### Excerpt provided
- - -

If your upright or chest freezer stops running, you’ll find out one of two ways: Before everything is thawed and ruined, or after. Hopefully you find out before, but often enough, you discover the freezer has quit when you walk past it and notice something leaking out. Or you open it and realize that it’s very warm and everything is very squishy. Neither situation is good, especially if you have an awful lot of locally grown beef in there.
This is why you should always purchase a freezer alarm with your freezer - so you can get warned before it gets too warm. But, if something goes wrong, quite often you can fix it yourself! The refrigeration systems are usually robust. The surrounding control systems? Less so. Often, disturbingly less so.
I’ve had this upright freezer (a Frigidaire LFFH20F3QWC - who names these things?) for about 2.5 years (with a warranty of 1 year - and, me being me, I didn’t buy the extended super duper mega warranty for half the price of the freezer). It recently quit on me. We caught it early enough and figured out that the thermostat was acting up, and would operate if twisted cold enough. With the help of a freezer alarm (and remote temperature sensor), I limped it along, keeping things frozen, until the new thermostat showed up and I could replace it.
So, if you have a freezer, and are curious as to how they work, join me for this interesting journey into replacing a freezer thermostat - and then pulling a freezer thermostat apart, because why would you ever remove a failed part without disassembling it to better understand it?
Frost-Free Freezer Control Systems
How does a frost-free freezer work? Do you know well enough to reason about what it’s doing? I didn’t - but I do now!
If you’ve ever had an old freezer or dorm fridge, you know that they frost up over time. The coils slowly get covered in layers of ice, which not only interferes with cooling, it takes up a lot of space, and can eventually wedge the door open (at which point things start frosting up a lot faster). My parents had one like this - some of the shelves were also the cold side coils, and we’d have to open it up and thaw it out every year or so.
Newer freezers don’t do this - they manage to keep themselves frost-free, almost as if by magic. But it’s not magic. It’s a series of fairly simple (often mechanical) systems that operate together to thaw the cold-side coils every so often, keep them from building up frost, and therefore keep efficiency high (which matters - frosted coils block a lot of air, and if they get bad enough, they stop airflow entirely). How does this all work?

- - -

### Instruction
In the freezer repair article, how long had the freezer been owned when it quit? This material plays no part in the work here.

- - -

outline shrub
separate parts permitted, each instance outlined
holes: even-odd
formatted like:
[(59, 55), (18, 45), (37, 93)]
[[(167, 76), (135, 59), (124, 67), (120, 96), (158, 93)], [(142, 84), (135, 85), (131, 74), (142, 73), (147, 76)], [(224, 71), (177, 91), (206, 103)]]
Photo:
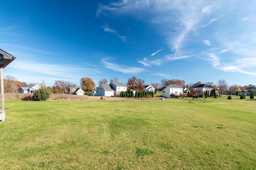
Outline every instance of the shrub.
[(41, 88), (35, 91), (35, 98), (37, 100), (46, 100), (50, 98), (51, 92), (45, 88)]
[(250, 96), (250, 98), (251, 99), (253, 99), (254, 98), (254, 96), (255, 96), (255, 92), (254, 91), (251, 94), (251, 96)]
[(232, 96), (231, 96), (231, 95), (228, 96), (228, 99), (229, 100), (231, 100), (231, 99), (232, 99)]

- - -

### Completed task
About 2.5 years.